Saturday, October 11, 2014

TRIP #5, 2014--Travel Complete

Travel Complete: That Was That
When we loaded the car this morning around 9:00 a.m., the predicted rain was only a drizzle in North Dartmouth, Massachusetts.  It didn't take many miles though before it poured.  Then it never let up.
Andy had planned to stop in Providence.  "This is our 47th state to re-visit," he said, as we crossed the state line, but he never stopped.  Neither did the rain.
We didn't do Rhode Island justice, but traffic was backed up for miles the other direction going into New London, Connecticut.  I had suggested a visit to Foxwoods or Mohegan Sun.
"Why?" asked Andy.  "This weather is miserable, and we don't gamble."
Safely tucked in our garage, "Little Red" Saturn continues
to serve us well after nearly 20 years.
That was enough of a message.  Our trip was over, and we were headed home-- no detours, no deviations--3,162 miles in 28 days.  But after a month of beautiful weather on the road, I had no complaints and no reason to press for additional driving.
Back in Connecticut, the sun breaks
through as the day ends, showing a
kaleidoscope of color in our
back yard.
Connecticut needed the rain and that was that.

Travel Complete:
One Little Red Saturn
Five trips,
47 states,
45,564 miles.

TRIP #5, 2014--New Bedford

New Bedford: A Whale of a City
"I feel very sorry for people who plan a three-day weekend starting tomorrow," said Andy, "because rain is predicted and today is spectacular."
Tide is coming in as we
follow Nauset Marsh Trail.
He was right.  At 9:00 a.m., when we parked at the National Park Visitor Center by Nauset Marsh Trail, we didn't need jackets.  We followed the 1.3-mile trail around the marsh dressed in shirt sleeves. Granted we both had long sleeves, but it was still unseasonably warm for a mid-October morning.  "They haven't had a frost yet," said Andy, as we passed a patch of lilies of the valley.  "I doubt it's even gotten as low as 40 degrees here."A week ago we had taken the trail on the other side of Nauset Marsh when we missed the turn.  "Part of this side was closed in the summer," said Andy, "because the footbridge had washed out."  I stayed on the new bridge and looked out over the salt water inlet.  A gorgeous Cape Cod house perched on the hill across the estuary where a great blue heron hunted for breakfast.  "If that house ever goes on the market, the Park Service would be crazy not to buy it," said Andy.  "It's an in-holding."

**Short task 1**
Answer these questions from the travel post:
(a) What total distance and number of days does the post give for the trip?
(b) How long is the trail the two followed around Nauset Marsh?
(c) What mileage does the tally for "One Little Red Saturn" list?

**Exercise data**
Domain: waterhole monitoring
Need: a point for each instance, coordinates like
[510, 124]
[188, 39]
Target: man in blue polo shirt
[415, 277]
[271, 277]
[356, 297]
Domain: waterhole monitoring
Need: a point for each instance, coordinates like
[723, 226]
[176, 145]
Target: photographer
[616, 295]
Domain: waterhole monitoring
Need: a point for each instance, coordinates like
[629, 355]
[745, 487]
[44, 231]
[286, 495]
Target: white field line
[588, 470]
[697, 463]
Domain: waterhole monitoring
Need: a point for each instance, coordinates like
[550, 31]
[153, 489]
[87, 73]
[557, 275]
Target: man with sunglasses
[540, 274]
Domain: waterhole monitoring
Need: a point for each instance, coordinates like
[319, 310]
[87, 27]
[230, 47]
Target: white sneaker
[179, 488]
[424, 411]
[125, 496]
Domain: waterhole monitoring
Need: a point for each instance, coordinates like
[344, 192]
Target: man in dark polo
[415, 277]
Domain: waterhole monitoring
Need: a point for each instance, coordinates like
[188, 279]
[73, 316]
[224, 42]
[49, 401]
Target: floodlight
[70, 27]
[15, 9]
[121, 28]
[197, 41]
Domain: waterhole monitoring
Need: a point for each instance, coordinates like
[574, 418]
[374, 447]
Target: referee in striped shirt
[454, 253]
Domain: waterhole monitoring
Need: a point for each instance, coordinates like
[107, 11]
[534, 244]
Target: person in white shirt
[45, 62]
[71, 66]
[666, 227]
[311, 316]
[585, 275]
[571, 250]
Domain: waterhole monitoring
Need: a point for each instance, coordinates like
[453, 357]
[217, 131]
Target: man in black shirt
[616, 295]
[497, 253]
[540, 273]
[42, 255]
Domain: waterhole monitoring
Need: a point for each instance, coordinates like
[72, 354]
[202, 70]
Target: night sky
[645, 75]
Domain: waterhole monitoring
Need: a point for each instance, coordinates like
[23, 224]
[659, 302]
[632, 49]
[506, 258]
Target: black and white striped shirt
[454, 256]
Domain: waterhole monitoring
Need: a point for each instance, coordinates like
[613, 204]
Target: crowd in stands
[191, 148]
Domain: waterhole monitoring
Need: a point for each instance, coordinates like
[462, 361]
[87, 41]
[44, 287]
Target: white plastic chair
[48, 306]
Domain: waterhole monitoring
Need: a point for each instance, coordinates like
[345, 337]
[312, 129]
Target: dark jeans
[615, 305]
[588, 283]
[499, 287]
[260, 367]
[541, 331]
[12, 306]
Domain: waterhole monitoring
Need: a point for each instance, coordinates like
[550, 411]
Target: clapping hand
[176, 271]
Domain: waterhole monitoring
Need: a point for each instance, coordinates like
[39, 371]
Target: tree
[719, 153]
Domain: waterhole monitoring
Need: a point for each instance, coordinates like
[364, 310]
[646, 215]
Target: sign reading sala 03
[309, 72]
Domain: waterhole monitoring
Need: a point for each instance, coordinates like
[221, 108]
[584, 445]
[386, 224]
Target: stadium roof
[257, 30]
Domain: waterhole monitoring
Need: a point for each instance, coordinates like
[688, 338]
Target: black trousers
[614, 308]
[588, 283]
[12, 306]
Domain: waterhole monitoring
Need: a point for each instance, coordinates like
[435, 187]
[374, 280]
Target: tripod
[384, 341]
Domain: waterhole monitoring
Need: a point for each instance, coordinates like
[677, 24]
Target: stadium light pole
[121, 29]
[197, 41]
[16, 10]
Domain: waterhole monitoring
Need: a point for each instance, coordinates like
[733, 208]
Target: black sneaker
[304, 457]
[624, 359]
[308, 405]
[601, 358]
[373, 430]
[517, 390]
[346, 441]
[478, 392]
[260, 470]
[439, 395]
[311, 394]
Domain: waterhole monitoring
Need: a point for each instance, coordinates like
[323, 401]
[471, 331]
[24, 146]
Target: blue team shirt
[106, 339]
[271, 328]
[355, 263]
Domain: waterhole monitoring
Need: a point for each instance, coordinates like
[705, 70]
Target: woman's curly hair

**Short task 2**
Gather every line in the records that contains the string "shirt". Case counts.

**Worked solution 1**
(a) 3,162 miles in 28 days
(b) 1.3 miles
(c) 45,564 miles

**Worked solution 2**
Target: man in blue polo shirt
Target: referee in striped shirt
Target: person in white shirt
Target: man in black shirt
Target: black and white striped shirt
Target: blue team shirt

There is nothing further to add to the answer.